» BRIEF
Transcribe all of the entries below exactly. Leave out the pictures.

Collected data

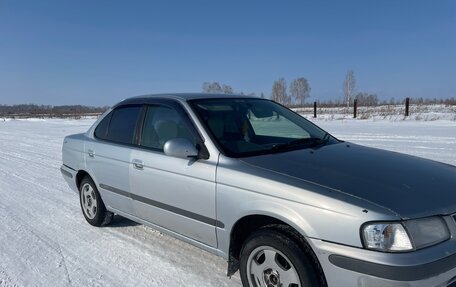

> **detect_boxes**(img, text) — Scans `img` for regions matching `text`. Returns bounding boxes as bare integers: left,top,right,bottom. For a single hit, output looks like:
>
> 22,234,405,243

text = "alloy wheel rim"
247,246,300,287
81,183,97,220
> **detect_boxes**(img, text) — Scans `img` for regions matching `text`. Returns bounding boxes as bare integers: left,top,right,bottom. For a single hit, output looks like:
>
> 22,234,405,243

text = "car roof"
114,93,261,107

» ANSWER FOR THE TASK
> **detect_boxes**(img, text) — Scans `img` for regions matching `text`. Returns bounding boxes as bare integers: left,top,right,bottom. For a single hit, output looks like:
>
> 22,234,405,243

text = "alloy wheel rim"
247,246,300,287
81,183,97,220
> **detect_boxes**(img, text) — Scans `img` for regions matching `text`. Returns bounding boxes as bare integers: left,top,right,bottom. For a single hit, output looks like:
>
> 22,234,405,243

text = "car roof"
114,93,261,107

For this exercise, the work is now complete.